Entries provided:
▬▬▬▬▬▬▬▬▬▬
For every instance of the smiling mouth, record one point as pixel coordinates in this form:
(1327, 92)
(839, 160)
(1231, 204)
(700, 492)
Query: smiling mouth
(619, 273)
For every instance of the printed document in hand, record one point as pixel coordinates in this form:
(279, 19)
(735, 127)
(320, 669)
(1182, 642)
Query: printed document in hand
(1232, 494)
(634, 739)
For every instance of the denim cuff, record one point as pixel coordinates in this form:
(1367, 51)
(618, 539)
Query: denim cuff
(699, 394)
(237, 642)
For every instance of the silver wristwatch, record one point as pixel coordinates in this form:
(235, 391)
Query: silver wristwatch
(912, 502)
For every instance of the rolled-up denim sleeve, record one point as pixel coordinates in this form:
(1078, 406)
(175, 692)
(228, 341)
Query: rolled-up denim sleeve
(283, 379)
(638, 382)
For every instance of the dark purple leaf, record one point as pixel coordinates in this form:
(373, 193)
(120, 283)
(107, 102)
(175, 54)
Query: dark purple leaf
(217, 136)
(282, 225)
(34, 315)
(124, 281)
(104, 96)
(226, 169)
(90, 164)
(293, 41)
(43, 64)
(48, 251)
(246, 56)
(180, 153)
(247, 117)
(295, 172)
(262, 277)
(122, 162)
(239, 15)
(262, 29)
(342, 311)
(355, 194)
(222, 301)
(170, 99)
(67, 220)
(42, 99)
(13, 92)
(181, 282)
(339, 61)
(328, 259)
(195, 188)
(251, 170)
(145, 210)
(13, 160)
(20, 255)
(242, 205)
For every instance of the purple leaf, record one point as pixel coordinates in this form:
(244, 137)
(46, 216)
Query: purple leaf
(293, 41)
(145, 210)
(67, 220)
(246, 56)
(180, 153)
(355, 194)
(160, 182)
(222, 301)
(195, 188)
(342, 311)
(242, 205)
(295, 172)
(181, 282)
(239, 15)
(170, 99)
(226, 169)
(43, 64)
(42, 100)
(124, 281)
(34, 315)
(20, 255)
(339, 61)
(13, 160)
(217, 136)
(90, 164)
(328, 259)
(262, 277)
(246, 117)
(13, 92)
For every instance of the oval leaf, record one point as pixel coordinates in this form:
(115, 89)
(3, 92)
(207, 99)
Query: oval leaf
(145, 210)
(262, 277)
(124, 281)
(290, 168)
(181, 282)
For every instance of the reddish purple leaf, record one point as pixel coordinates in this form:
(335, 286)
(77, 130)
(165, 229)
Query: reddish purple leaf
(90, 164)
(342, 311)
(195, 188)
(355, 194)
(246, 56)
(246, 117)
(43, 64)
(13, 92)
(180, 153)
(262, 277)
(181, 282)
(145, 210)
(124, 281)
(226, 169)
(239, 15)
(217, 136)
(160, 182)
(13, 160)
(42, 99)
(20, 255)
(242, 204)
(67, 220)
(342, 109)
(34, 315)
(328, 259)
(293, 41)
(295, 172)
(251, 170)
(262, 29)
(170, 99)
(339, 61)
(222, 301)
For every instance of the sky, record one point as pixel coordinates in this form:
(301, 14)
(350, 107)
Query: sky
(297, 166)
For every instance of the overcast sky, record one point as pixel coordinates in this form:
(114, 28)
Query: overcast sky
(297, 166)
▬▬▬▬▬▬▬▬▬▬
Repeat the data in its entirety, word for word.

Problem solution:
For every instance of the smiling mouth, record one point as pixel coordinates in this form:
(1327, 92)
(839, 160)
(1231, 204)
(700, 492)
Query: smiling mouth
(619, 273)
For every instance of the printed document in hand, record one point as pixel coordinates in this form:
(279, 19)
(735, 127)
(320, 669)
(1182, 642)
Query: printed document in hand
(1232, 494)
(634, 739)
For every instance of the denim cuff, record one point as pixel coordinates in this form:
(1367, 51)
(618, 539)
Query: denim cuff
(699, 394)
(237, 642)
For every instance of the silver wristwatch, record one point as pixel coordinates in this form:
(235, 391)
Query: silver wristwatch
(912, 502)
For every instance of the rolled-up denim sleeve, record one point as pixel coordinates in this form:
(1078, 406)
(175, 692)
(228, 341)
Query: rolled-up denim sleeve
(283, 379)
(638, 382)
For every instance of the dark purple leaf, record one point as pixel coordinates in this form:
(373, 193)
(120, 283)
(107, 102)
(175, 54)
Query: dark purple leaf
(217, 136)
(282, 225)
(34, 315)
(124, 281)
(104, 96)
(226, 169)
(90, 164)
(293, 41)
(43, 64)
(48, 251)
(246, 56)
(180, 153)
(247, 117)
(295, 172)
(262, 277)
(122, 162)
(239, 15)
(262, 29)
(342, 311)
(355, 194)
(222, 301)
(170, 99)
(67, 220)
(42, 99)
(13, 92)
(181, 282)
(339, 61)
(328, 259)
(195, 188)
(251, 170)
(145, 210)
(13, 160)
(20, 255)
(242, 205)
For every instance of the purple leaf, record one point as pixel coordinates in this form:
(244, 137)
(46, 216)
Query: purple leaf
(293, 41)
(145, 210)
(67, 220)
(246, 56)
(180, 153)
(355, 194)
(160, 182)
(222, 301)
(195, 188)
(342, 311)
(242, 205)
(295, 172)
(181, 282)
(239, 15)
(170, 99)
(226, 169)
(43, 64)
(42, 100)
(124, 281)
(34, 315)
(20, 255)
(339, 61)
(13, 160)
(217, 136)
(90, 164)
(328, 259)
(262, 277)
(246, 117)
(13, 92)
For every instance of the oval leaf, record one point as pixel coordinates in this form:
(115, 89)
(3, 92)
(207, 99)
Query: oval leaf
(145, 210)
(262, 277)
(124, 281)
(290, 168)
(181, 282)
For every instance of the reddish purple leaf, record one point as pixel coordinates in this form:
(335, 286)
(77, 130)
(165, 229)
Query: reddish purple leaf
(90, 164)
(342, 311)
(195, 188)
(355, 194)
(246, 56)
(246, 117)
(43, 64)
(13, 92)
(180, 153)
(262, 277)
(181, 282)
(145, 210)
(124, 281)
(226, 169)
(239, 15)
(217, 136)
(160, 182)
(13, 160)
(42, 99)
(20, 255)
(242, 204)
(67, 220)
(342, 109)
(34, 315)
(328, 259)
(293, 41)
(295, 172)
(251, 170)
(262, 29)
(170, 99)
(339, 61)
(222, 301)
For every instance of the sky, record one point as pixel coordinates in this form:
(301, 14)
(350, 107)
Query: sky
(297, 166)
For every instance of the overcast sky, record one point as pixel coordinates in this form:
(114, 28)
Query: overcast sky
(297, 166)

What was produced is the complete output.